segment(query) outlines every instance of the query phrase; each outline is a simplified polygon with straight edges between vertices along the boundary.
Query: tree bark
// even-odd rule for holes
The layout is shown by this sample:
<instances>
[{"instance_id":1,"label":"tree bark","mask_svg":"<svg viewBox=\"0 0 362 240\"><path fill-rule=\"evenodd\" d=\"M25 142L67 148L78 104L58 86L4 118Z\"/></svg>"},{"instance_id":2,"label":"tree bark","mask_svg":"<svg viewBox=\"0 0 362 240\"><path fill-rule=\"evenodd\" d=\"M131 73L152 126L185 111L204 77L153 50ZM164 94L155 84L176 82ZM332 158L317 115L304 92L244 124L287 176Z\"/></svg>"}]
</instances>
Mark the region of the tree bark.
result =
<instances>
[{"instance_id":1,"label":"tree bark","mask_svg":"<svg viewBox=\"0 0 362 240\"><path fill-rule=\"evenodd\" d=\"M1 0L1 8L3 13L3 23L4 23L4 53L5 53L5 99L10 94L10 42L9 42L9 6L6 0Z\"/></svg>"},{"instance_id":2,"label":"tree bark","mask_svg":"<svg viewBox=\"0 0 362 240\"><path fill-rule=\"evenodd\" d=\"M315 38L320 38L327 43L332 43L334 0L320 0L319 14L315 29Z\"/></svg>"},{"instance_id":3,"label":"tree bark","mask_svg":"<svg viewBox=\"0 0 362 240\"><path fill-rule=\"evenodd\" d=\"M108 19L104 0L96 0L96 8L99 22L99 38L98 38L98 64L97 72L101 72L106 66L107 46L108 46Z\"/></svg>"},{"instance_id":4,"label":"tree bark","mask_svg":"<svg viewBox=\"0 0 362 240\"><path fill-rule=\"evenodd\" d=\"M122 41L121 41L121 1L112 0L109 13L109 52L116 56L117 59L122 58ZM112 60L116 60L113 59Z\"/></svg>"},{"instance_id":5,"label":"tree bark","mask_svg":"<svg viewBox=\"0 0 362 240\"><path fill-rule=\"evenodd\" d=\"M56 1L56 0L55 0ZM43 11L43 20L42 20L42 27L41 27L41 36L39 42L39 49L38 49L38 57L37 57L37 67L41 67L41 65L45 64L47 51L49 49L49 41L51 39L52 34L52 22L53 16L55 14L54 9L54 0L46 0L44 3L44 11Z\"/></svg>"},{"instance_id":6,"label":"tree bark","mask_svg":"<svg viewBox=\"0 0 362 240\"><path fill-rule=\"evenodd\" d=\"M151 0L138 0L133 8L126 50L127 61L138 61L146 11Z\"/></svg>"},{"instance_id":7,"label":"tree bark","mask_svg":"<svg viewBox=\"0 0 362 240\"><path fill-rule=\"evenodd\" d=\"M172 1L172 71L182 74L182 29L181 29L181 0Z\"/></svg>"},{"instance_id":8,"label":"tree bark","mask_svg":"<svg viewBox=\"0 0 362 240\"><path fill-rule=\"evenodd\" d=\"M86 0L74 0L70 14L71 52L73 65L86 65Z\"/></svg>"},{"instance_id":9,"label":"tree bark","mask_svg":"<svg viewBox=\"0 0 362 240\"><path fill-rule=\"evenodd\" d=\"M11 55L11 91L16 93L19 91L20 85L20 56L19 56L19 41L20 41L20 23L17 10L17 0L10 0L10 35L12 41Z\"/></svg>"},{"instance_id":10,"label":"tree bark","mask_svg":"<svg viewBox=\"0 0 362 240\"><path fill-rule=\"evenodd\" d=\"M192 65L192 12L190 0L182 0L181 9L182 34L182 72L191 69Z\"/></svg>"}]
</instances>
################
▶ **EXERCISE**: Write the listing out again, exactly as it reads.

▶ **EXERCISE RESPONSE**:
segment(query) outlines every instance of the query phrase; each outline is a simplified polygon with straight edges between vertices along the boundary.
Query: tree bark
// even-odd rule for holes
The layout is shown by this sample:
<instances>
[{"instance_id":1,"label":"tree bark","mask_svg":"<svg viewBox=\"0 0 362 240\"><path fill-rule=\"evenodd\" d=\"M25 142L67 148L78 104L58 86L4 118Z\"/></svg>"},{"instance_id":2,"label":"tree bark","mask_svg":"<svg viewBox=\"0 0 362 240\"><path fill-rule=\"evenodd\" d=\"M131 73L152 126L185 111L204 77L153 50ZM164 94L155 84L176 82ZM332 158L317 115L304 92L244 124L287 176Z\"/></svg>"}]
</instances>
Mark the region of the tree bark.
result =
<instances>
[{"instance_id":1,"label":"tree bark","mask_svg":"<svg viewBox=\"0 0 362 240\"><path fill-rule=\"evenodd\" d=\"M1 0L1 8L3 13L3 23L4 23L4 53L5 53L5 99L10 94L10 42L9 42L9 6L6 0Z\"/></svg>"},{"instance_id":2,"label":"tree bark","mask_svg":"<svg viewBox=\"0 0 362 240\"><path fill-rule=\"evenodd\" d=\"M315 38L320 38L327 43L332 43L334 0L320 0L319 14L315 29Z\"/></svg>"},{"instance_id":3,"label":"tree bark","mask_svg":"<svg viewBox=\"0 0 362 240\"><path fill-rule=\"evenodd\" d=\"M108 19L104 0L96 0L96 8L99 22L99 38L98 38L98 64L97 72L101 72L106 66L107 46L108 46Z\"/></svg>"},{"instance_id":4,"label":"tree bark","mask_svg":"<svg viewBox=\"0 0 362 240\"><path fill-rule=\"evenodd\" d=\"M122 41L121 41L121 1L112 0L109 13L109 52L116 56L117 59L122 58ZM112 60L116 60L113 59Z\"/></svg>"},{"instance_id":5,"label":"tree bark","mask_svg":"<svg viewBox=\"0 0 362 240\"><path fill-rule=\"evenodd\" d=\"M56 1L56 0L55 0ZM43 11L43 20L42 20L42 27L41 27L41 36L39 42L39 49L38 49L38 57L37 57L37 67L41 67L41 65L45 64L47 51L49 49L49 41L51 39L52 34L52 22L53 16L55 14L54 9L54 0L46 0L44 3L44 11Z\"/></svg>"},{"instance_id":6,"label":"tree bark","mask_svg":"<svg viewBox=\"0 0 362 240\"><path fill-rule=\"evenodd\" d=\"M151 0L138 0L133 8L126 50L127 61L138 61L146 11Z\"/></svg>"},{"instance_id":7,"label":"tree bark","mask_svg":"<svg viewBox=\"0 0 362 240\"><path fill-rule=\"evenodd\" d=\"M172 1L172 71L182 74L182 29L181 29L181 0Z\"/></svg>"},{"instance_id":8,"label":"tree bark","mask_svg":"<svg viewBox=\"0 0 362 240\"><path fill-rule=\"evenodd\" d=\"M86 0L74 0L70 14L71 52L73 65L86 65Z\"/></svg>"},{"instance_id":9,"label":"tree bark","mask_svg":"<svg viewBox=\"0 0 362 240\"><path fill-rule=\"evenodd\" d=\"M11 55L11 91L16 93L19 91L20 85L20 56L19 56L19 41L20 41L20 23L17 10L17 0L10 0L10 35L12 41Z\"/></svg>"},{"instance_id":10,"label":"tree bark","mask_svg":"<svg viewBox=\"0 0 362 240\"><path fill-rule=\"evenodd\" d=\"M192 65L192 12L190 0L182 0L181 9L182 34L182 72L191 69Z\"/></svg>"}]
</instances>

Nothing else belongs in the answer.